---------- Passage given
Snapdragon Neural Processing Engine SDK
Reference Guide
User-Defined Layers (UDL) Tutorial


  • The SNPE SDK has been set up following the SNPE Setup chapter.
  • The Tutorials Setup has been completed.
  • Caffe cloned and built from source. Follow the instructions at Caffe & Caffe2 Setup to fetch and compile Caffe from source.


This tutorial goes through the complete user-defined layer workflow from training a model with a newly-defined layer to implementing the custom layer with SNPE's UDL APIs.


SNPE currently only supports user-defined layers in Caffe.

UDL Workflow

The following figure shows an overview of the modifications needed to support user-defined layers that are unknown to the SNPE runtime and converters.

There are two main pieces that need to be implemented to add support for user-defined layers:

  • Extend the model converter to handle the weights and parameters for the layer
  • Implement the code needed to execute the layer with SNPE runtime

UDL workflow

Basing a UDL on the Scale Layer in Caffe

For this tutorial, the existing Scale layer implementation in Caffe will be used as the basis. ScaleParameter prototxt will be re-used to carry the parameters for the custom layer.

  1. Create copies of the Scale layer code

    cp $CAFFE_HOME/include/caffe/layers/scale_layer.hpp $CAFFE_HOME/include/caffe/layers/mycustomscale_layer.hpp
    cp $CAFFE_HOME/src/caffe/layers/scale_layer.cpp $CAFFE_HOME/src/caffe/layers/mycustomscale_layer.cpp
    cp $CAFFE_HOME/src/caffe/layers/ $CAFFE_HOME/src/caffe/layers/

  2. Edit $CAFFE_HOME/include/caffe/layers/mycustomscale_layer.hpp with the following modifications:

    • Rename the class ScaleLayer to MyCustomScaleLayer
    • Rename the class constructor
    • Edit the type() method to return "MyCustomScale" instead of "Scale"
--------------------
---------- Records to use
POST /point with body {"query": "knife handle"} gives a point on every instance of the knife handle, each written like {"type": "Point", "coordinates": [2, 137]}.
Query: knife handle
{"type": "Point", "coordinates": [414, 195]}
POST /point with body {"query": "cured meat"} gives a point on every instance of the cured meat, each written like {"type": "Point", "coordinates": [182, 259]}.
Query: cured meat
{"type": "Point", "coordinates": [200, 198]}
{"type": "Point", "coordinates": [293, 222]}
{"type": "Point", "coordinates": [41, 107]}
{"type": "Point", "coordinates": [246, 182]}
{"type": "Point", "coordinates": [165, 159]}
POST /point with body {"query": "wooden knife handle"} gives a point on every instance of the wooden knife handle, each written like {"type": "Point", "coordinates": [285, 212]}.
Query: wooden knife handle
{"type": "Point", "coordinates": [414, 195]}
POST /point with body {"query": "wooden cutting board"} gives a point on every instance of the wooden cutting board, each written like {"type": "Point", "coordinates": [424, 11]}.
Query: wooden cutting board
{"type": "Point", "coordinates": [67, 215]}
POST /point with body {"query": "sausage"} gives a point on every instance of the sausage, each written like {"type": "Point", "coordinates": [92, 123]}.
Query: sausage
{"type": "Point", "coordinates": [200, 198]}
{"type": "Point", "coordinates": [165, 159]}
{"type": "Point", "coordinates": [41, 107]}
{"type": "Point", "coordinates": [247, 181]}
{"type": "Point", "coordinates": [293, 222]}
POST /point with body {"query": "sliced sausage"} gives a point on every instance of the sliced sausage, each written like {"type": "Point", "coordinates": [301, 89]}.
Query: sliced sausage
--------------------
◆ **Directions**
1: In the UDL tutorial, in which framework does SNPE currently support user-defined layers?
2: Update the portion of the listing from the line containing "the wooden knife" through the end of the listing, replacing "cutting board" with "chopping board" and leaving all else unchanged. Return only those lines.

◆ **Solutions to each task**
1: Caffe

2:
POST /point with body {"query": "wooden knife handle"} gives a point on every instance of the wooden knife handle, each written like {"type": "Point", "coordinates": [285, 212]}.
Query: wooden knife handle
{"type": "Point", "coordinates": [414, 195]}
POST /point with body {"query": "wooden chopping board"} gives a point on every instance of the wooden chopping board, each written like {"type": "Point", "coordinates": [424, 11]}.
Query: wooden chopping board
{"type": "Point", "coordinates": [67, 215]}
POST /point with body {"query": "sausage"} gives a point on every instance of the sausage, each written like {"type": "Point", "coordinates": [92, 123]}.
Query: sausage
{"type": "Point", "coordinates": [200, 198]}
{"type": "Point", "coordinates": [165, 159]}
{"type": "Point", "coordinates": [41, 107]}
{"type": "Point", "coordinates": [247, 181]}
{"type": "Point", "coordinates": [293, 222]}
POST /point with body {"query": "sliced sausage"} gives a point on every instance of the sliced sausage, each written like {"type": "Point", "coordinates": [301, 89]}.
Query: sliced sausage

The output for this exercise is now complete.